═════ The records ═════

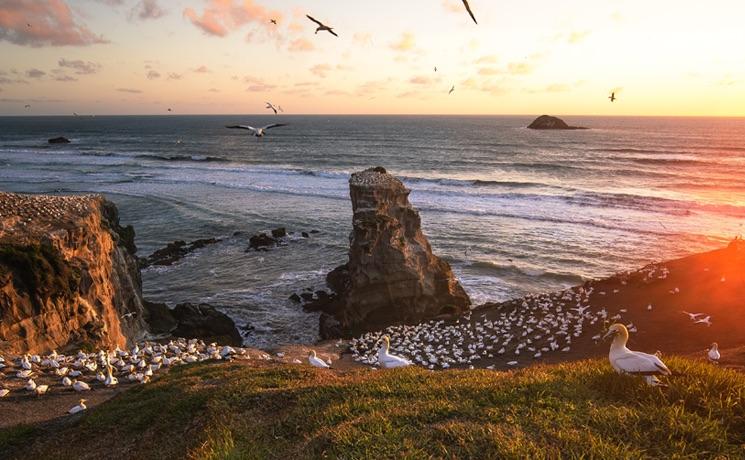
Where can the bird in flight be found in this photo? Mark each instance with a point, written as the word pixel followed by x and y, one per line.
pixel 321 26
pixel 258 132
pixel 269 105
pixel 468 8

═════

◆ Work to complete ◆
Write the entries above out in full, exactly, with no images.

◆ Result for this exercise ◆
Where can the bird in flight be found in this photo? Mark each instance with a point, written as the word pixel followed by x and y, one per line.
pixel 321 26
pixel 258 132
pixel 269 105
pixel 468 8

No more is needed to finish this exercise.